Objective: Express everything from the line containing "of the passenger" down to the line containing "(1129, 618)" in the entries below as a JSON list of strings, with one string per line and blank lines left out.

Data supplied:
========================================

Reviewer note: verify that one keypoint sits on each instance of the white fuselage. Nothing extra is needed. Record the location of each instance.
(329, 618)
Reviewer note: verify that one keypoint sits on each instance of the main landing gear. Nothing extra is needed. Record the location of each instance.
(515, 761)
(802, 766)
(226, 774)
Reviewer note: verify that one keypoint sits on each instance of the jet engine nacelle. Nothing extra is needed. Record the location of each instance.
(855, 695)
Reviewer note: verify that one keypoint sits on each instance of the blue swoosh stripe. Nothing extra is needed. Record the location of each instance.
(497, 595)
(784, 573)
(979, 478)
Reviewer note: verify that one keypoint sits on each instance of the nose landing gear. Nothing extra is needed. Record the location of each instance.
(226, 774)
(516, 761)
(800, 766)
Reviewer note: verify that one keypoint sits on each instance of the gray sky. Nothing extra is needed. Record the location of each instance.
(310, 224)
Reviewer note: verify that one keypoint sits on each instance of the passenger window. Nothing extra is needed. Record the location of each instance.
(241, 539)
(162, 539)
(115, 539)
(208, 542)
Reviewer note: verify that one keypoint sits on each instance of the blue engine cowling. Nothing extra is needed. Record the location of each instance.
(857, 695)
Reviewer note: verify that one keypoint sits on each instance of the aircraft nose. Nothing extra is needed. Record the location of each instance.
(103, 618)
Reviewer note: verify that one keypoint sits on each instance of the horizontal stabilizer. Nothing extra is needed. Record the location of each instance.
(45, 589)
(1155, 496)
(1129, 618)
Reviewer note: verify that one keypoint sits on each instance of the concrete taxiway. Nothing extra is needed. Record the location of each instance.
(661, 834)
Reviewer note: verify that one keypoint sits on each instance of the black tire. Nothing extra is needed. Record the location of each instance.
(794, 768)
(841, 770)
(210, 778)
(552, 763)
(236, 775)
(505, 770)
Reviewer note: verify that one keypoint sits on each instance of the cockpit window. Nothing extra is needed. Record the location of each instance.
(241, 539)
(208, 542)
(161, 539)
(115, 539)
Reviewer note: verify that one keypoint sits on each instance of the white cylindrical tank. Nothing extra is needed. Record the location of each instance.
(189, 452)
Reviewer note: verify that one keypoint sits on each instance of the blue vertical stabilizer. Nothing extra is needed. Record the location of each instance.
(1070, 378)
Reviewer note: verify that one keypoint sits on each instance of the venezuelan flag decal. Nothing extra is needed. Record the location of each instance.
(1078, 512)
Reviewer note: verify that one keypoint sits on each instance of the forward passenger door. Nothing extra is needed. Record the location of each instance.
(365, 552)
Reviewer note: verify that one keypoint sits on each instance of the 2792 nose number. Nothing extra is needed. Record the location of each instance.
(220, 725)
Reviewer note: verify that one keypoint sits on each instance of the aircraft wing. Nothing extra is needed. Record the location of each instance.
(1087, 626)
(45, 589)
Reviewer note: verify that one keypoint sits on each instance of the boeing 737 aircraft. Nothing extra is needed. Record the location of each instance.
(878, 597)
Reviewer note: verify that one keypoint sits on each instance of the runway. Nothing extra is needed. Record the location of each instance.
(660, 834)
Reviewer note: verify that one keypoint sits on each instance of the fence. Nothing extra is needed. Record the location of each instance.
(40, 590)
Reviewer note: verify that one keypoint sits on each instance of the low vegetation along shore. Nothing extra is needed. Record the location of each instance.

========================================

Task solution:
[
  "Reviewer note: verify that one keypoint sits on each instance of the passenger window. Nothing extra is needed. Record the location of each instance.",
  "(241, 539)",
  "(162, 539)",
  "(115, 539)",
  "(208, 542)",
  "Reviewer note: verify that one keypoint sits on each instance of the blue engine cowling. Nothing extra is needed. Record the location of each instance.",
  "(857, 695)",
  "Reviewer note: verify that one keypoint sits on each instance of the aircraft nose. Nothing extra is needed. Record the location of each instance.",
  "(103, 618)",
  "Reviewer note: verify that one keypoint sits on each instance of the horizontal stabilizer. Nothing extra is needed. Record the location of each instance.",
  "(45, 589)",
  "(1155, 496)",
  "(1129, 618)"
]